** WORK TO COMPLETE **
• a. Print the stretch of the network deployment workflow from "- Target systems" through "not already generated)".
• b. Which three network criticality levels does the network deployment workflow list?
• c. Continue the network deployment workflow from its final line.

** PASSAGE **

● ● ●

15 KiB
description, argument-hint
| description | argument-hint |
|---|---|
| Deploy network configuration end-to-end | Optional deployment requirements |
You are orchestrating a comprehensive network deployment workflow using a structured multi-phase approach to ensure safe, validated, and reversible network changes.
Workflow Steps
1. Gather Deployment Requirements
If the user provides deployment details, use those directly. Otherwise, ask the user for:
Target Environment:
- Deployment environment (production, staging, development, lab)
- Target systems and platforms (FRR, SONiC, Debian/Ubuntu, etc.)
- Number of devices affected
- Network criticality level (mission-critical, business-critical, standard)
Configuration Requirements:
- What configurations to deploy (interfaces, routing, VLANs, etc.)
- Configuration files or requirements (if not already generated)
- Dependencies between configurations
- Order of operations
Change Window:
- Scheduled maintenance window (date, time, duration)

● ● ●

Excerpts of pointing data
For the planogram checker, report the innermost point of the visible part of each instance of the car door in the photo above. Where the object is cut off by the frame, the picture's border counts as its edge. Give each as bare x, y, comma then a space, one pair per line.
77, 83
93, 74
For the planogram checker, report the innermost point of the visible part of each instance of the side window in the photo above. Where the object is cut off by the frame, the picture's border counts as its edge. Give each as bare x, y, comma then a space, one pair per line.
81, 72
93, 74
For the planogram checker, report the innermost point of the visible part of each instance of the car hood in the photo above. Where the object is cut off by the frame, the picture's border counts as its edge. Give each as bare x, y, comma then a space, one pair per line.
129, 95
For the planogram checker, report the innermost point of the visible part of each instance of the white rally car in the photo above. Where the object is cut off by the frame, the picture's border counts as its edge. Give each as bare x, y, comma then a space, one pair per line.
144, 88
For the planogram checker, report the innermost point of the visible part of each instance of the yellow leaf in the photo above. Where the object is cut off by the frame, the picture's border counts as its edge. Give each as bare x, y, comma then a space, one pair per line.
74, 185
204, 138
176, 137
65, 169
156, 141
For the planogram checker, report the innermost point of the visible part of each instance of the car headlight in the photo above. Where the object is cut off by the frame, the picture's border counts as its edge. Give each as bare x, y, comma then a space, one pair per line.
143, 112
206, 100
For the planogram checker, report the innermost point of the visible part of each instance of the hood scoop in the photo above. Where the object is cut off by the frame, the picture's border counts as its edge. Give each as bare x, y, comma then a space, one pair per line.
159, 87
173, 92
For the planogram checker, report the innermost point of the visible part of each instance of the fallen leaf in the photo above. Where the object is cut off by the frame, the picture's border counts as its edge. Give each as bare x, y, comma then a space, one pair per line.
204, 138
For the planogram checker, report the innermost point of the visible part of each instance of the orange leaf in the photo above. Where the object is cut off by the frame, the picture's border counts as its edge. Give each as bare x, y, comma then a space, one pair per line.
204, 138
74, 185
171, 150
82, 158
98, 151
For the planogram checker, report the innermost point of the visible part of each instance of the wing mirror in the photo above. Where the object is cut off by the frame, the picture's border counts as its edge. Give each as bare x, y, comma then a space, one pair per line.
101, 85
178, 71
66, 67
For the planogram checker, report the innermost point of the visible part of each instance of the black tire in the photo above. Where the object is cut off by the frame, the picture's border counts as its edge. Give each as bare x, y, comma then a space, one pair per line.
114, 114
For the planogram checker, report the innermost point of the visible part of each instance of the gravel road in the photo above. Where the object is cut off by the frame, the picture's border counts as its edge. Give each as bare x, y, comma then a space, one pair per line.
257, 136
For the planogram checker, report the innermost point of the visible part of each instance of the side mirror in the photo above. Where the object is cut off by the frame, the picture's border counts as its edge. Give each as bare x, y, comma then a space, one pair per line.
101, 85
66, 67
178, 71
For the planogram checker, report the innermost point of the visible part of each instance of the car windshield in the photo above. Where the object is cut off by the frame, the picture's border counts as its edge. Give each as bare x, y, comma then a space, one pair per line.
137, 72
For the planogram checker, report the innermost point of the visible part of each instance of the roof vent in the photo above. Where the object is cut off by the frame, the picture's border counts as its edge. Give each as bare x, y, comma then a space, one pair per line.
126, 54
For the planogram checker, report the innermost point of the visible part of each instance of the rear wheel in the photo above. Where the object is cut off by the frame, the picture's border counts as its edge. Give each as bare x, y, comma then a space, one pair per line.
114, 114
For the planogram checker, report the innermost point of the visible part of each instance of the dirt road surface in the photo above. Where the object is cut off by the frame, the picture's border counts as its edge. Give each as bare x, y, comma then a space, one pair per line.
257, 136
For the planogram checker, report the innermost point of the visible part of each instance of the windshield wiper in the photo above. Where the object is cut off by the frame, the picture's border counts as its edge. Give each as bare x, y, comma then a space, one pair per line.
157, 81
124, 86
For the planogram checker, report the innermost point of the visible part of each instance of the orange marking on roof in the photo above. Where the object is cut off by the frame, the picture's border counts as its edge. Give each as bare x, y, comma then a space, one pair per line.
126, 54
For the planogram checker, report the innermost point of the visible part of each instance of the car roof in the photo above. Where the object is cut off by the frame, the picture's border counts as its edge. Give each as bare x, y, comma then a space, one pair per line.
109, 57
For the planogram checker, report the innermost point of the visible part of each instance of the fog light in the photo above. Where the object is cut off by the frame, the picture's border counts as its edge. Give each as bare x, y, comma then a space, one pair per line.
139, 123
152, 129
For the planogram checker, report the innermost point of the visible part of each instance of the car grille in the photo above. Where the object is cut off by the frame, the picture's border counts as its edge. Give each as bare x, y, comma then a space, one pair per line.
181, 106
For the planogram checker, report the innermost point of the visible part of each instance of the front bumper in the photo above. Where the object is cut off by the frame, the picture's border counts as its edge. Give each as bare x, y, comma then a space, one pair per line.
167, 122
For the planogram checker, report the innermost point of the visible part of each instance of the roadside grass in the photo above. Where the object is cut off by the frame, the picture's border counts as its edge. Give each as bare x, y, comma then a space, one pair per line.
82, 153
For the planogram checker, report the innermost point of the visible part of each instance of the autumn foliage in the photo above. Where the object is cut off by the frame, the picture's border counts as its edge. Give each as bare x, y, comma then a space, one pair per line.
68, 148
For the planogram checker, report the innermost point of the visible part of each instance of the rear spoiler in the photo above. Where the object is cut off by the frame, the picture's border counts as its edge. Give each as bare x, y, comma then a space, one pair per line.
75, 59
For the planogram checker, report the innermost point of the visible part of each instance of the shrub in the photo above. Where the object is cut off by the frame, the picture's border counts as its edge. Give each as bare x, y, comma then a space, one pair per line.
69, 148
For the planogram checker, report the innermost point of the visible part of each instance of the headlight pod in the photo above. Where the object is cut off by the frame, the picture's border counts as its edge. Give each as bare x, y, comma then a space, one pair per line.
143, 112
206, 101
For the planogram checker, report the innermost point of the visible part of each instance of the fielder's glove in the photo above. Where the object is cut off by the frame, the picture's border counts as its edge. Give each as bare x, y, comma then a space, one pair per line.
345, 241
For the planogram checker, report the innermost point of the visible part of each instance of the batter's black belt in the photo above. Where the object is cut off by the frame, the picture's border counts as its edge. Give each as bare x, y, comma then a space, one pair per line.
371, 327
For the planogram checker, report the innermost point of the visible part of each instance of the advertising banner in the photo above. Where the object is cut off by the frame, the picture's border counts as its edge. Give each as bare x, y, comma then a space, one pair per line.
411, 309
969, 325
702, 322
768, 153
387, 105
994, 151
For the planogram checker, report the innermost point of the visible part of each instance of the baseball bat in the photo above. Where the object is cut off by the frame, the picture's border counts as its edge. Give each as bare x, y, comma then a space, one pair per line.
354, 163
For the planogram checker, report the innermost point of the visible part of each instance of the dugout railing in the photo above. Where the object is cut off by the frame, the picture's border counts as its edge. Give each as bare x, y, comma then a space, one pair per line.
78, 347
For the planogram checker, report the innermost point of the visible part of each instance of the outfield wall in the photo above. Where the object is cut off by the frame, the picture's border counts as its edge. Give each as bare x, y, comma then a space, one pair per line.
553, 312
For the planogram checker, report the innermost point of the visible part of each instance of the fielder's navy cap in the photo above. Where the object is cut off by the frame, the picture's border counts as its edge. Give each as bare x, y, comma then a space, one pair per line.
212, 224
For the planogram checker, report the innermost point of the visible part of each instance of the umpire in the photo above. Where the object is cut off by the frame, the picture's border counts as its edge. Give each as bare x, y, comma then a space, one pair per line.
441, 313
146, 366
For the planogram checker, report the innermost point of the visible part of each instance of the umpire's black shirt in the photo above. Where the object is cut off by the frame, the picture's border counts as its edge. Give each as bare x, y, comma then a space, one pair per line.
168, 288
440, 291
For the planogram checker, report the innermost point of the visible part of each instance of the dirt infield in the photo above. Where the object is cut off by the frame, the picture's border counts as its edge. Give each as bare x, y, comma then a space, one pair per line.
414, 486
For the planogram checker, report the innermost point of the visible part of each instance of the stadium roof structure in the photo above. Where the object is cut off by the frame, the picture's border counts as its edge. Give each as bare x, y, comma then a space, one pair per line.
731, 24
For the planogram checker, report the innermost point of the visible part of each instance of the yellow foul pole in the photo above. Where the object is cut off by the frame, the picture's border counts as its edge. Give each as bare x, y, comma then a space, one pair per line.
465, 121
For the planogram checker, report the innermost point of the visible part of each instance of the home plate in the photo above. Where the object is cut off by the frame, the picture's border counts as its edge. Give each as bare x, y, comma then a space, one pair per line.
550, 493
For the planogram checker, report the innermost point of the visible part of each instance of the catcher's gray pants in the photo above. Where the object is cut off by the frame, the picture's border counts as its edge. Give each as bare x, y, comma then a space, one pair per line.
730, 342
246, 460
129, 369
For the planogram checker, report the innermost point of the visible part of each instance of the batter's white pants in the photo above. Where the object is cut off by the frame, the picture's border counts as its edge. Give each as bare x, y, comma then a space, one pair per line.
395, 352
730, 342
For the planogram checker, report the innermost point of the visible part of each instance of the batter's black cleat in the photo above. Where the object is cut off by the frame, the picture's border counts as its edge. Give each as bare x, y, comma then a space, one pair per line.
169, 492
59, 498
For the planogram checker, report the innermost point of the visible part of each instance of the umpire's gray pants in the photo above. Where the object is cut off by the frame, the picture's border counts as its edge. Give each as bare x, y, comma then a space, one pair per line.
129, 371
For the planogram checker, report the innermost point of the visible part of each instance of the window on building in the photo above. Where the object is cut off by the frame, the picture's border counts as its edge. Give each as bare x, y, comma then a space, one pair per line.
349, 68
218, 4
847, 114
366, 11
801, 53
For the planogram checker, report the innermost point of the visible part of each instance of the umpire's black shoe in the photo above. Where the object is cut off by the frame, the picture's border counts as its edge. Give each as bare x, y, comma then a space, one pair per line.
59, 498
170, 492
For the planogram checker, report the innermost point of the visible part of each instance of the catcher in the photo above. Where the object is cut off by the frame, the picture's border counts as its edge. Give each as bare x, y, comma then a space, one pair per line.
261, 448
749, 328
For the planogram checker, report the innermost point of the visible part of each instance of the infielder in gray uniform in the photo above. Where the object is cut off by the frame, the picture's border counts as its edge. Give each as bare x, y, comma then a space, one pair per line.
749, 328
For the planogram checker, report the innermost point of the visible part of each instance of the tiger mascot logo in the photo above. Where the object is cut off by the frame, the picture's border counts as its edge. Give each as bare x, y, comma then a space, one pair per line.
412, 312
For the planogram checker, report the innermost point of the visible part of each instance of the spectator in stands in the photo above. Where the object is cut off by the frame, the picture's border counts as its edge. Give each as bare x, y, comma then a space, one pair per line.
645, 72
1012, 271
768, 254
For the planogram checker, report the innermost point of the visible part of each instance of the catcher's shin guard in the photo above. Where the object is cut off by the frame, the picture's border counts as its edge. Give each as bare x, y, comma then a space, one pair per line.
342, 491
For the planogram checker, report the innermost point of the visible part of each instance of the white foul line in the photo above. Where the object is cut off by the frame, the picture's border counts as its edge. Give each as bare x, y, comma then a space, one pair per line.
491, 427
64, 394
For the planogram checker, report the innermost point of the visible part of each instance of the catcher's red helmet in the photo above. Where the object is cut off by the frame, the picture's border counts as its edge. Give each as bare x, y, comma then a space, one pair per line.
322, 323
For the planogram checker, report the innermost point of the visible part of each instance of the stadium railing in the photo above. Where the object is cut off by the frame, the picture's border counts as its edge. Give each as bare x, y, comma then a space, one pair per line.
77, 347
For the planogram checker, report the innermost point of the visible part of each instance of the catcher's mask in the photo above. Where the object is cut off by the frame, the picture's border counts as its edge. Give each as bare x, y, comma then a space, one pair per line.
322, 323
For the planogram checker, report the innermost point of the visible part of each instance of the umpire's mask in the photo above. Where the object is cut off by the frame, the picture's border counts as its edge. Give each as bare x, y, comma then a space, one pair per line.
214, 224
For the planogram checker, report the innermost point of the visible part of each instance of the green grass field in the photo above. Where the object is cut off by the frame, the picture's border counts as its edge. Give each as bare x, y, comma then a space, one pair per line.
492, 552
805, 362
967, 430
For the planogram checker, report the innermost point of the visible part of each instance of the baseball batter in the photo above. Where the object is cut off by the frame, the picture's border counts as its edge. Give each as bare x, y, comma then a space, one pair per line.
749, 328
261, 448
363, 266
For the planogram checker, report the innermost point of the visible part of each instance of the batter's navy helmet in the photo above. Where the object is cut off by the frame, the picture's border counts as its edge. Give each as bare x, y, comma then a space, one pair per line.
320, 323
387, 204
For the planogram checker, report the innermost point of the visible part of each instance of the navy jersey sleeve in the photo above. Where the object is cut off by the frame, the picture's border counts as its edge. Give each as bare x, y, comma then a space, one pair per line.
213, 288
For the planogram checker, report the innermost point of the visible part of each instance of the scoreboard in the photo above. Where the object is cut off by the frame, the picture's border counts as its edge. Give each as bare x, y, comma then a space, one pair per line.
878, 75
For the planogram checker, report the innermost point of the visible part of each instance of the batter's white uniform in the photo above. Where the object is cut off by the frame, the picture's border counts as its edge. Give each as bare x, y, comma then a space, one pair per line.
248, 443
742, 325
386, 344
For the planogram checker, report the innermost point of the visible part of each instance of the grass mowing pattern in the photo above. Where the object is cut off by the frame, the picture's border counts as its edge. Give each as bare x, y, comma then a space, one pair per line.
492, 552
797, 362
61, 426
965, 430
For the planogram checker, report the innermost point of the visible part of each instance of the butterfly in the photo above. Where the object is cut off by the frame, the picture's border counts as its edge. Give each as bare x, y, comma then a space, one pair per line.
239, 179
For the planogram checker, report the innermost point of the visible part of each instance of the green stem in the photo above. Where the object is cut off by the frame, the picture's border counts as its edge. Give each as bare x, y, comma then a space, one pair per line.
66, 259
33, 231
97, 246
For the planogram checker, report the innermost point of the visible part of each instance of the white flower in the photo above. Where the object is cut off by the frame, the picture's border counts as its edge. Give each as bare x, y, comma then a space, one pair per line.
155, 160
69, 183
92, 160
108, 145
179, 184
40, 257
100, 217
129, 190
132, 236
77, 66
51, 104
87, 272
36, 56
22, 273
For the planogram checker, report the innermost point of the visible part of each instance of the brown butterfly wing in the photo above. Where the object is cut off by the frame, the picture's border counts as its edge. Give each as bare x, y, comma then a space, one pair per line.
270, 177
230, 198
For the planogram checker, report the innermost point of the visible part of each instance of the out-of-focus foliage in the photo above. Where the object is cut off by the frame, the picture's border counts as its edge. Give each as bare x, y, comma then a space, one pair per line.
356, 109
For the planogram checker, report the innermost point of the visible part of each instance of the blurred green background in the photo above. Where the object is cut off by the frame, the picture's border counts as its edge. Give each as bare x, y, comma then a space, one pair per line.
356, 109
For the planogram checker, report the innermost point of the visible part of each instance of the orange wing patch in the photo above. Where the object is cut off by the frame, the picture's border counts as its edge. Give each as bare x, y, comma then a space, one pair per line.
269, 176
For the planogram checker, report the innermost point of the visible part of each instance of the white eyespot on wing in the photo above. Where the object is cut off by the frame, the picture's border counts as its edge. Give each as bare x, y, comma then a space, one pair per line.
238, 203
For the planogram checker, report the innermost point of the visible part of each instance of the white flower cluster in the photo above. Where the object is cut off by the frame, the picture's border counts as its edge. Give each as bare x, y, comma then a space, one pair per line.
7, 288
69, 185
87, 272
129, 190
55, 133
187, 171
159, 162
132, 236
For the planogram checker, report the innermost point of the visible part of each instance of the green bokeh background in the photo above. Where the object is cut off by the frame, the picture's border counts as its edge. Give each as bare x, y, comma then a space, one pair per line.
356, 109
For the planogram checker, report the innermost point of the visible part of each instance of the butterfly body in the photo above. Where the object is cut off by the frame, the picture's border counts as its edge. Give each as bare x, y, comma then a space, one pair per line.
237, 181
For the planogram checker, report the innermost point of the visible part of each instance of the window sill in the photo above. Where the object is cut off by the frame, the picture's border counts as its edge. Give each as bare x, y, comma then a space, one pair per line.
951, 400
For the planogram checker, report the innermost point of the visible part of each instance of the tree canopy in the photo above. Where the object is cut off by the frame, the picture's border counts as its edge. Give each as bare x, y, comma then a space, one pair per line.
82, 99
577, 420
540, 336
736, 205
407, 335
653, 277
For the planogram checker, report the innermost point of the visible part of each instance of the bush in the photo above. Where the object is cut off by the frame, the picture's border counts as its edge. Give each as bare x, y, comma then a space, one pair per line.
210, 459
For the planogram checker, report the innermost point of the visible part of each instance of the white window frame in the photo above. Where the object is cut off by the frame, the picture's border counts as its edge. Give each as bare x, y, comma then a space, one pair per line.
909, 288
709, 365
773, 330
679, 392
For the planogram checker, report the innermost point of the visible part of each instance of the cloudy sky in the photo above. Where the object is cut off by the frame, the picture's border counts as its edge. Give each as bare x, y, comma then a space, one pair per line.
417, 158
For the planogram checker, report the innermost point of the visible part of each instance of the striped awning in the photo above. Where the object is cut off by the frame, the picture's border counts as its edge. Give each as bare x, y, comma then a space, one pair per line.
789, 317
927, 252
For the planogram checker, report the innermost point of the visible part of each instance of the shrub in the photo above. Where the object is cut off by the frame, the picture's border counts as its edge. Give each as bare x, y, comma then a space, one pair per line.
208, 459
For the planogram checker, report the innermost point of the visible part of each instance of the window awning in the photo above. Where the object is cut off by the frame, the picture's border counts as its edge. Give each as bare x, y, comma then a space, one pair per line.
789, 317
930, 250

● ● ●

** EXERCISE RESULTS **
• a.
- Target systems and platforms (FRR, SONiC, Debian/Ubuntu, etc.)
- Number of devices affected
- Network criticality level (mission-critical, business-critical, standard)
Configuration Requirements:
- What configurations to deploy (interfaces, routing, VLANs, etc.)
- Configuration files or requirements (if not already generated)

• b. Mission-critical, business-critical, and standard.

• c.
- Maximum acceptable downtime
- Business impact of downtime
- Peak vs off-peak considerations
Rollback Requirements:
- Rollback criteria (what conditions trigger rollback)
- Maximum time before rollback decision
- Rollback testing requirements
- Configuration backup retention
Testing and Validation:
- Pre-deployment tests
- Post-deployment validation criteria
- Automated vs manual testing
- Acceptance criteria
Communication and Coordination:
- Stakeholders to notify
- Change control approval
- Team coordination needs
- Communication channels (Slack, email, phone)
2. Launch network-orchestrator for Deployment Planning
Use the Task tool to launch the network-orchestrator agent with comprehensive deployment requirements:
Orchestrate a network deployment with the following requirements:
Environment: [production/staging/lab]
Criticality: [mission-critical/business-critical/standard]
Target Systems: [list of devices/platforms]
Deployment Requirements:
[Detailed configuration requirements or existing config files]
Change Window:
- Start: [date/time]
- Duration: [hours]
- Max Downtime: [minutes]
Please coordinate a complete deployment workflow including:
1. Pre-Deployment Phase
- Configuration generation (if needed)
- Configuration review (architecture)
- Security review (for production)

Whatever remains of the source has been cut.